begin Document passage
Today: Food52's Managing Editor Brette Warshaw shows us how to make perfect potato pancakes -- without a recipe.

Latkes from Food52

Thanksgiving has its turkey; Christmas has its roast. Fourth of July calls for pie, for crumble; Valentine's Day screams for chocolate mousse. These holidays, while fun and festive and (obviously) delicious, can be fussy. They can be stressful. They can be wonderfully -- or scarily -- high maintenance.

Hanukkah doesn't ask much of you. It wants you to grate some potatoes and onions, mix them with egg and flour, and fry them in oil. And then it wants you eat a lot of them. (Hanukkah is eight nights. You could really eat a lot of these.)

Of course, you can fancy these up; you can use sweet potatoes or parsnips or even mashed potatoes. You can add spices and cheese. You can make a Thanksgivukkah double-down. And, most importantly, you can make these any time of the year: for those high-maintenance holidays, for weeknight dinners, for passed hors d'oeuvres, for snack.
end Document passage
begin Excerpted data
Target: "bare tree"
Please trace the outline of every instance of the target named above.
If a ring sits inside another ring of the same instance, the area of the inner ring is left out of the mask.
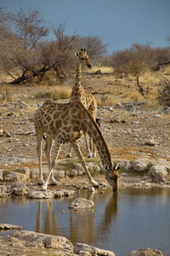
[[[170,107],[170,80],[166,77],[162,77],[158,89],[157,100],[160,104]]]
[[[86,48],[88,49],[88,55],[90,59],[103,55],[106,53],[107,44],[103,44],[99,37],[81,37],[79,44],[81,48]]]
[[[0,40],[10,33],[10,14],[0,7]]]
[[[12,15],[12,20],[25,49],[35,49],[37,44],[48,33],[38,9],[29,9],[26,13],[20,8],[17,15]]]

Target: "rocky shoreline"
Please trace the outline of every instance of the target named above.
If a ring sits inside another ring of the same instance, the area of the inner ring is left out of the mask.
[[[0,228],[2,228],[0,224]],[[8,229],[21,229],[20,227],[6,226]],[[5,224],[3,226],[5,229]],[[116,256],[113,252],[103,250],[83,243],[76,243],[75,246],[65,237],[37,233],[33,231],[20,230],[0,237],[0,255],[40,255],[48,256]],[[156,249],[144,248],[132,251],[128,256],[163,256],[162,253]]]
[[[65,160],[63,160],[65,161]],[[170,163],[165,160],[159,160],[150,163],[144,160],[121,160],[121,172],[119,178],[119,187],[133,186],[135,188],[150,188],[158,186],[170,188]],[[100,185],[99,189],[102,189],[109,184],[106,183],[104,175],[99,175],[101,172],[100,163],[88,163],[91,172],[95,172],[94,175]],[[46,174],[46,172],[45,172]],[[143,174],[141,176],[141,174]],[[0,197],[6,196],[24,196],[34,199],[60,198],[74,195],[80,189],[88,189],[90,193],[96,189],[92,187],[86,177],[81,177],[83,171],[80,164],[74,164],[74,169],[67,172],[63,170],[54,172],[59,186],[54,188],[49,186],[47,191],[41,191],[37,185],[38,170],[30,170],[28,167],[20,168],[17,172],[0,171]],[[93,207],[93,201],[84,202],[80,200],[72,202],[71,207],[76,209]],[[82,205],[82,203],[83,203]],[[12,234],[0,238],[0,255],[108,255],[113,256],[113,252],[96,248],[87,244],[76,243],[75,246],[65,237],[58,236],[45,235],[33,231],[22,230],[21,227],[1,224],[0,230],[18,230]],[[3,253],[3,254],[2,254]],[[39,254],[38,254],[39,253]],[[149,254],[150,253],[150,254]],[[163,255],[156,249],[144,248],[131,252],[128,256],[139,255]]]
end Excerpted data
begin Excerpted data
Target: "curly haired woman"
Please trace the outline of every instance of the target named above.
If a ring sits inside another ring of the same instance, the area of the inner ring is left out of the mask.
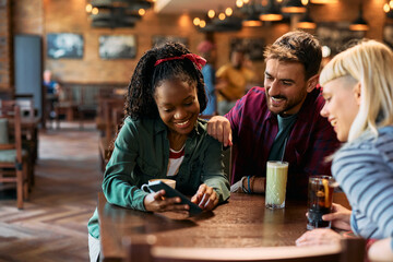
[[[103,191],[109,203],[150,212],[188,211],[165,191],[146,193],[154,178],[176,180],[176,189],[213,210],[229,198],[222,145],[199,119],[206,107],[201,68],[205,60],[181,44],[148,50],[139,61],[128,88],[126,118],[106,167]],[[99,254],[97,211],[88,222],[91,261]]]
end Excerpted data
Task instructions
(a) In the passage about latkes, how many nights does Hanukkah last?
(b) Using the latkes passage, explain in one to three sentences why the writer says you could really eat a lot of these potato pancakes.
(c) Write what comes next in the latkes passage, picking up after its last sentence.

Results
(a) Eight nights.

(b) Hanukkah asks you to eat a lot of latkes, and it lasts eight nights. That gives you many nights to keep eating them.

(c)
Here's where to start.

How to Make Latkes Without a Recipe

1. Coarsely grate your potatoes and onions by hand (or use the grater blade of a food processor). I use one onion for every two pounds of potatoes, but you can really go with your gut here.

Latkes from Food52

 

2. Gather your shreds in cheese cloth or a tea towel and squeeze the water out. Let it all rest, and then squeeze again. You want to get as much water out as possible (you'll be shocked how much comes out!).

Latkes from Food52

 

3. Lightly beat 1 egg in a bowl (I use roughly one egg for every two pounds of potato.). Add your shredded potato and onion, and mix well. I usually use 1 to 2 tablespoons of flour for every egg, but if you'd prefer these more cake-y and less shred-y, add up to 1/4 cup flour. Mix well, and season with salt and pepper. If you want to add spices, now's your moment!

Latkes from Food52

 

4. Heat 1/8-inch oil in a a saute pan. Drop heaping spoonfuls of your batter into the oil, making sure not to crowd the pan. (Feel free to make these whatever size you'd like.) Fry until golden brown, then flip and finish cooking on the other side. Repeat until all of your batter is gone, keeping the finished ones in a 200°F oven so that they stay nice and warm.

Latkes from Food52

 

5. Dollop with sour cream, applesauce, and/or caviar (it's a holiday!). Eat with a fork -- or your hands. Get ready to make another batch.

More: See how to make applesauce without a recipe. 

Latkes from Food52

How do you make your latkes? Let us know in the comments!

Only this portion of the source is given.